**SET PROBLEM:** Copy out every line below that contains the string "stone", treating uppercase and lowercase as different.

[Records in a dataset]
+++

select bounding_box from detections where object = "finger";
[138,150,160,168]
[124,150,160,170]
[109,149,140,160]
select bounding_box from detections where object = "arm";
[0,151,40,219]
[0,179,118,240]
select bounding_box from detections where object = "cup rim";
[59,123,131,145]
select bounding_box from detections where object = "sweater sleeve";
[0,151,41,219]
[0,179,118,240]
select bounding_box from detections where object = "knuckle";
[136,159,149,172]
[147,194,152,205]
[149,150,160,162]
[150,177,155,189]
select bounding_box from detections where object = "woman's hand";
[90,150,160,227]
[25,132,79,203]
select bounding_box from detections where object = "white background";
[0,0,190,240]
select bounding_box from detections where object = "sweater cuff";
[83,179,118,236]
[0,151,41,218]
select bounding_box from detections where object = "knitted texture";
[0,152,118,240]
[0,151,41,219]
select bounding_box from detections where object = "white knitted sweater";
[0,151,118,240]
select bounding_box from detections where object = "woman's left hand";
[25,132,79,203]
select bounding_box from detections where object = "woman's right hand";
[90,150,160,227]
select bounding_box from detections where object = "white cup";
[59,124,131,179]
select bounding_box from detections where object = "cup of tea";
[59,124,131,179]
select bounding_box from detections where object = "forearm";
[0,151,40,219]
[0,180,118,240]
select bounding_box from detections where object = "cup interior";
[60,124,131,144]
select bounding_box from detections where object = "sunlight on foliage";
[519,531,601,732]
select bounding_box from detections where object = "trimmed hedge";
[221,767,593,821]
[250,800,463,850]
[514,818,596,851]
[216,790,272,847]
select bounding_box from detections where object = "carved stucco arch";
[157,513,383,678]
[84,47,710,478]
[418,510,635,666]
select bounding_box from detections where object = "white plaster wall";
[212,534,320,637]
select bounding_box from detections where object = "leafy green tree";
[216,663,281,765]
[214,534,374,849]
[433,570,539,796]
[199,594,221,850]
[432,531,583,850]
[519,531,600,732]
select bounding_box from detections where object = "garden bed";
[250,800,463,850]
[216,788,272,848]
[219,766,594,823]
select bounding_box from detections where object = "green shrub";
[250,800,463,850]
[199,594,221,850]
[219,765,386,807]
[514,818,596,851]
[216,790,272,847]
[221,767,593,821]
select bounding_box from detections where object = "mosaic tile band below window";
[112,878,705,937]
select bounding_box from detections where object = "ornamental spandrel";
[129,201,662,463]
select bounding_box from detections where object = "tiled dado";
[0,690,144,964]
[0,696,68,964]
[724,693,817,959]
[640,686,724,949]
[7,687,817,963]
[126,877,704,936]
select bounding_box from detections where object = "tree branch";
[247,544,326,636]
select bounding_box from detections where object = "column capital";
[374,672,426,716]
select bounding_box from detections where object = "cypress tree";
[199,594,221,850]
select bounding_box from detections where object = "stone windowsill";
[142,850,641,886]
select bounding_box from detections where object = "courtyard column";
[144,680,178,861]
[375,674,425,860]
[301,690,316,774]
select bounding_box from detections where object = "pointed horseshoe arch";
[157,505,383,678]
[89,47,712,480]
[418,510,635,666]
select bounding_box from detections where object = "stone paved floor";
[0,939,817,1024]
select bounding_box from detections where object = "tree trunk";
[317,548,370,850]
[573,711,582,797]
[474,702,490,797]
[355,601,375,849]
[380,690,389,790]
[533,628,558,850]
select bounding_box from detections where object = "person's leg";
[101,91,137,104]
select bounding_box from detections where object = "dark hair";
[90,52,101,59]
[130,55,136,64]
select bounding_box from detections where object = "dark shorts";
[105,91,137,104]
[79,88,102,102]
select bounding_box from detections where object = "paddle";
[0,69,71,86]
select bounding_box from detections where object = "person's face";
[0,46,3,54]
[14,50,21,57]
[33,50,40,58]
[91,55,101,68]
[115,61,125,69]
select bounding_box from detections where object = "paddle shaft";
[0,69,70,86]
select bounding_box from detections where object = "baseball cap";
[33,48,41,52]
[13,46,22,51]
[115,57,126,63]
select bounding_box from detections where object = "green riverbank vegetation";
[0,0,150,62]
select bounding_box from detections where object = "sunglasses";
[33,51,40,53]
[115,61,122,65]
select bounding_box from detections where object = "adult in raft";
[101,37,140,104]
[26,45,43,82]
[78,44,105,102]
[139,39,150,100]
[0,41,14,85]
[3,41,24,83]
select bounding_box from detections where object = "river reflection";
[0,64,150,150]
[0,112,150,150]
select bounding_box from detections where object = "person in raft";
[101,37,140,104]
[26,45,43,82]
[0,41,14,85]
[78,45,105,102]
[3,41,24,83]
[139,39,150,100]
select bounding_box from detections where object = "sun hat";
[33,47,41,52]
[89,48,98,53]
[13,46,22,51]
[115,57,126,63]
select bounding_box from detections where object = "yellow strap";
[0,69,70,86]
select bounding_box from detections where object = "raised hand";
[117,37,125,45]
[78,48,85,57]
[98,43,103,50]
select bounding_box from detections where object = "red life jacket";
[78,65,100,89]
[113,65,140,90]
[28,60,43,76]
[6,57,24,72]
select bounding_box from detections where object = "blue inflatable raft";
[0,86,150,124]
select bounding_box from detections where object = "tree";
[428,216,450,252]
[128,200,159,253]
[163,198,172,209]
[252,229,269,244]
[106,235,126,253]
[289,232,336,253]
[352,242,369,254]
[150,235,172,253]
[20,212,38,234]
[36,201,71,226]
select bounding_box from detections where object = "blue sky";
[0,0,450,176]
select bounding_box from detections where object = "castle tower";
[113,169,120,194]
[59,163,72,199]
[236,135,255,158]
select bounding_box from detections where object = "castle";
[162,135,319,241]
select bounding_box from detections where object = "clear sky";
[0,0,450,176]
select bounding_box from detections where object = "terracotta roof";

+++

**FINISHED TASK:**
select bounding_box from detections where object = "stone windowsill";
select bounding_box from detections where object = "stone paved floor";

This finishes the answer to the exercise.